## MATERIAL PROVIDED

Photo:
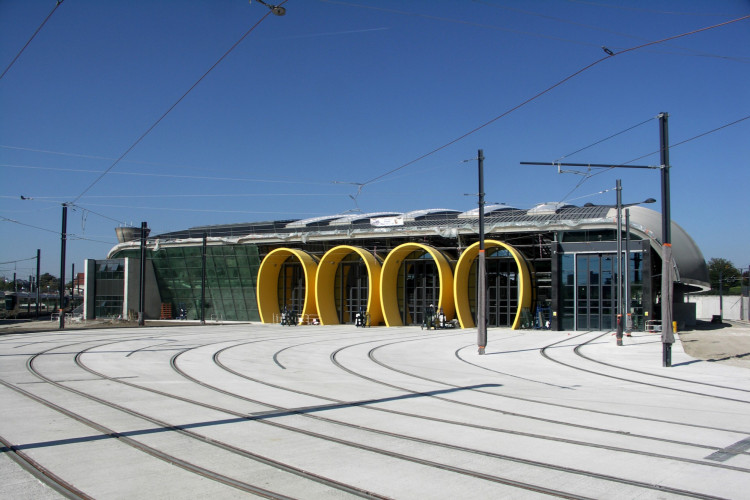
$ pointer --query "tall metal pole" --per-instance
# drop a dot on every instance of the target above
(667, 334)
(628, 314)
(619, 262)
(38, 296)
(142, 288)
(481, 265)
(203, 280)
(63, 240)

* * *

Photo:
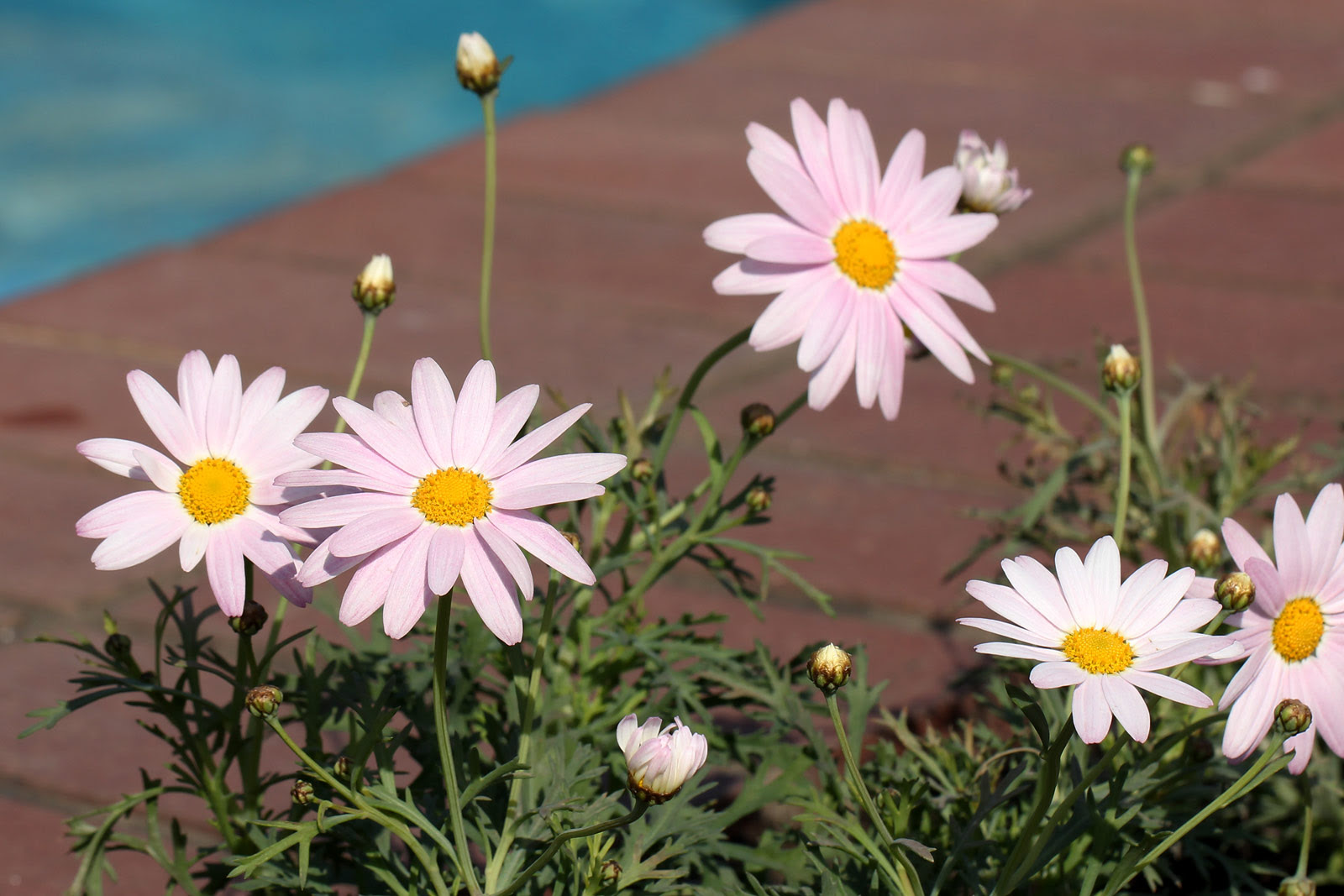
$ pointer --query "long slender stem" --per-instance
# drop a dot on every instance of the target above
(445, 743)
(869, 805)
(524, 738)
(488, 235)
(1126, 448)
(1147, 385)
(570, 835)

--

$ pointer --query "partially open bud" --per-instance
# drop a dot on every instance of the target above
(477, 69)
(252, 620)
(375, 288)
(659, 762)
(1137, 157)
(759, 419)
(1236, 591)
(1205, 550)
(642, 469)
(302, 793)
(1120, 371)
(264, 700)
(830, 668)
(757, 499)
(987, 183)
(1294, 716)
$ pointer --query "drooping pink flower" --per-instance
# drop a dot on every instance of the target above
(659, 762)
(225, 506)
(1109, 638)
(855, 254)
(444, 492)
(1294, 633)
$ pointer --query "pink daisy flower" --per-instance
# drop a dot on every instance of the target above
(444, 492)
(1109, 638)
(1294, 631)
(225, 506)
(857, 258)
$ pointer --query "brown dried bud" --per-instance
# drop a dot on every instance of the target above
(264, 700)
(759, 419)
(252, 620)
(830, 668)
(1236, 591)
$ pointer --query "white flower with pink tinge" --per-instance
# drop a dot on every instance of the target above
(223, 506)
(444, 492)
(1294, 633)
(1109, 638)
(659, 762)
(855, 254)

## PROBLEM DETAILS
Each line of the data that contains "flower" belongs in the answer.

## REPLY
$ pointer --query "drooping pink flower" --per-instance
$ pointer --query "pink daisy flower" --per-instance
$ pointer --query "white flower with pink tinge" --per-instance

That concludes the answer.